### Zitierter Text

::::

Werden andererseits auf der Grundlage nichtiger Satzungen Beiträge erhoben, verstößt die Beitragserhebung nach Erlass einer gültigen Beitragssatzung nicht gegen den Grundsatz der Einmaligkeit der Beitragserhebung; früher bereits erbrachte Beitragszahlungen der abgabepflichtigen Bürger sind aber als Vorleistung anzurechnen (BayVGH, U.v. 29.4.2010 - 20 BV 09.2010 – juris Rn. 46 f.). Eine nicht entstandene Abgabe kann nicht verjähren; allerdings ist nach Art. 13 Abs. 1 Nr. 4 Buchst. b Doppelbuchst. bb Spiegelstrich 1 KAG in der Fassung des Änderungsgesetzes vom 11. März 2014 (GVBl S. 70) entsprechend den Vorgaben des Beschlusses des Bundesverfassungsgerichts vom 5. März 2013 – 1 BvR 2457/08 - (BGBl I S. 820; GVBl S. 242) die Festsetzung eines Beitrags ohne Rücksicht auf die Entstehung der Beitragsschuld spätestens 20 Jahre, bei einem Verstoß gegen die Mitwirkungspflicht nach Art. 5 Abs. 2a KAG spätestens 25 Jahre nach Ablauf des Jahres, in dem die Vorteilslage eintrat, grundsätzlich nicht mehr zulässig.
2.2.2. Die erstmalige Veranlagung der klägerischen Grundstücke mit Bescheiden vom *. September 1993, … September 1993, … November 1993, *. August 1994 und … Januar 1998 (zum letzten Bescheid vgl. Bl. 90, 91 der Widerspruchsakte) erfolgte nach Aufstellung des Bebauungsplans „…“ auf der Grundlage der BGS/EWS vom *. August 1993 nach ihrer Erschließung durch die technisch selbständige Entwässerungsanlage des Einzugsgebietes „…g“ (EWS „…“ vom 3.8.1993).

::::

### Bereitgestellte Zeilen

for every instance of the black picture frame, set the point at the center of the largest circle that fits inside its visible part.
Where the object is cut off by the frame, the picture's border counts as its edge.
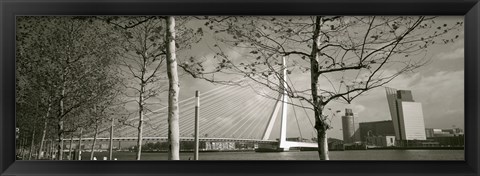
(470, 9)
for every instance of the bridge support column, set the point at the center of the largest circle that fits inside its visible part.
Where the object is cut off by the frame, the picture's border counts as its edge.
(283, 127)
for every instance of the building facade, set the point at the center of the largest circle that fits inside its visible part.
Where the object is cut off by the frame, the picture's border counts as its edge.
(407, 115)
(376, 128)
(348, 126)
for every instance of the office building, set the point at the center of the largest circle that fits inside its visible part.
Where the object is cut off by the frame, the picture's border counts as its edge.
(376, 128)
(407, 115)
(348, 126)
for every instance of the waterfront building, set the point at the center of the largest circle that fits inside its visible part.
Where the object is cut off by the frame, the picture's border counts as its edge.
(407, 115)
(376, 128)
(381, 141)
(348, 126)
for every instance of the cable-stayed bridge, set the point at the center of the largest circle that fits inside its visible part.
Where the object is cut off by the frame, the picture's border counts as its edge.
(227, 113)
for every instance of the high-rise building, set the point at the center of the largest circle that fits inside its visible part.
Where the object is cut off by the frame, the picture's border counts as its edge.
(376, 128)
(407, 115)
(348, 126)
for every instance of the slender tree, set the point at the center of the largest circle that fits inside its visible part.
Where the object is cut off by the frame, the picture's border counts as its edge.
(343, 57)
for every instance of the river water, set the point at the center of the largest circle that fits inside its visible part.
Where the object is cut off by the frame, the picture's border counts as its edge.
(299, 155)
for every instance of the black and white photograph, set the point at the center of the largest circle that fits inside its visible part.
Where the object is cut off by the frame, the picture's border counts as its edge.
(240, 88)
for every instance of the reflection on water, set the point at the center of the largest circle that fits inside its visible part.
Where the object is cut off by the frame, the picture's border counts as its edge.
(297, 155)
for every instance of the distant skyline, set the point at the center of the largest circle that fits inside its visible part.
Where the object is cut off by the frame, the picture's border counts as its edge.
(439, 86)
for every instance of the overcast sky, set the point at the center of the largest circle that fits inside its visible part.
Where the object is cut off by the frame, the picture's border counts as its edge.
(439, 86)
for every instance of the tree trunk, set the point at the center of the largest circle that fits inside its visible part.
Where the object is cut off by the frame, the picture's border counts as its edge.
(140, 128)
(94, 141)
(60, 124)
(70, 148)
(32, 146)
(320, 124)
(173, 91)
(44, 131)
(80, 145)
(110, 150)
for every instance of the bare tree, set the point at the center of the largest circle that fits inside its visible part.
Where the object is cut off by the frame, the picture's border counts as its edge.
(143, 58)
(344, 57)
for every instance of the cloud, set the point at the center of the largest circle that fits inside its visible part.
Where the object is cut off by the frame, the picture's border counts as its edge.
(456, 54)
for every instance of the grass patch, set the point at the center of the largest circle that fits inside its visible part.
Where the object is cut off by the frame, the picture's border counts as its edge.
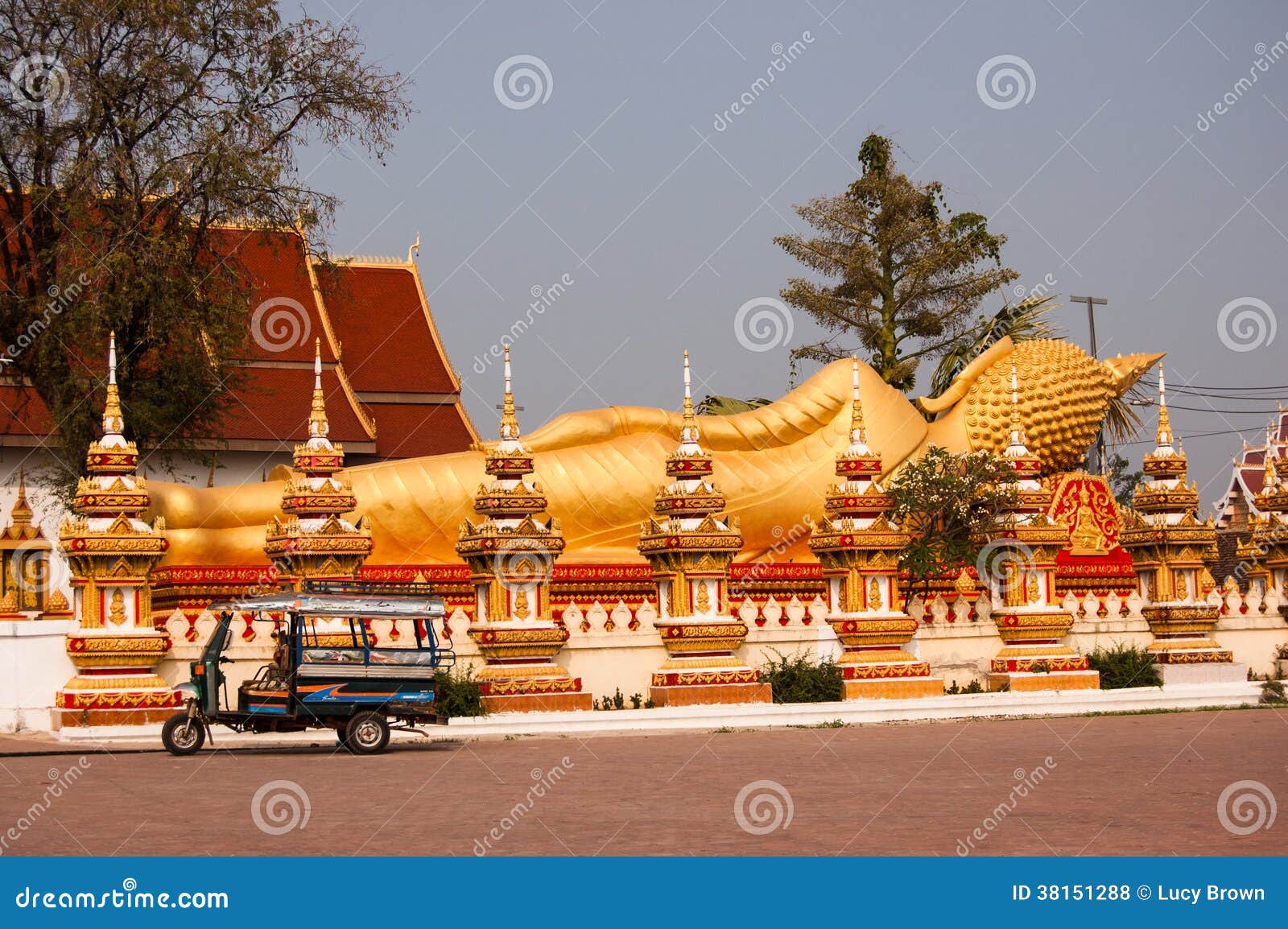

::::

### Schriftliche Anweisung 1
Nenne alle Fundstellen in Gesetzblättern (GVBl oder BGBl), die der zitierte Text zur Beitragserhebung angibt.
### Schriftliche Anweisung 2
Übertrage aus den bereitgestellten Zeilen alles von der Zeile mit „for every instance of the bare“ bis zum Ende der Zeilen wortgetreu. Bilder lässt du in der Antwort weg.

### Schriftliche Antwort 1
GVBl S. 70
BGBl I S. 820
GVBl S. 242

### Schriftliche Antwort 2
for every instance of the bare tree, set the point at the center of the largest circle that fits inside its visible part.
Where the object is cut off by the frame, the picture's border counts as its edge.
(143, 58)
(344, 57)
for every instance of the cloud, set the point at the center of the largest circle that fits inside its visible part.
Where the object is cut off by the frame, the picture's border counts as its edge.
(456, 54)
for every instance of the grass patch, set the point at the center of the largest circle that fits inside its visible part.
Where the object is cut off by the frame, the picture's border counts as its edge.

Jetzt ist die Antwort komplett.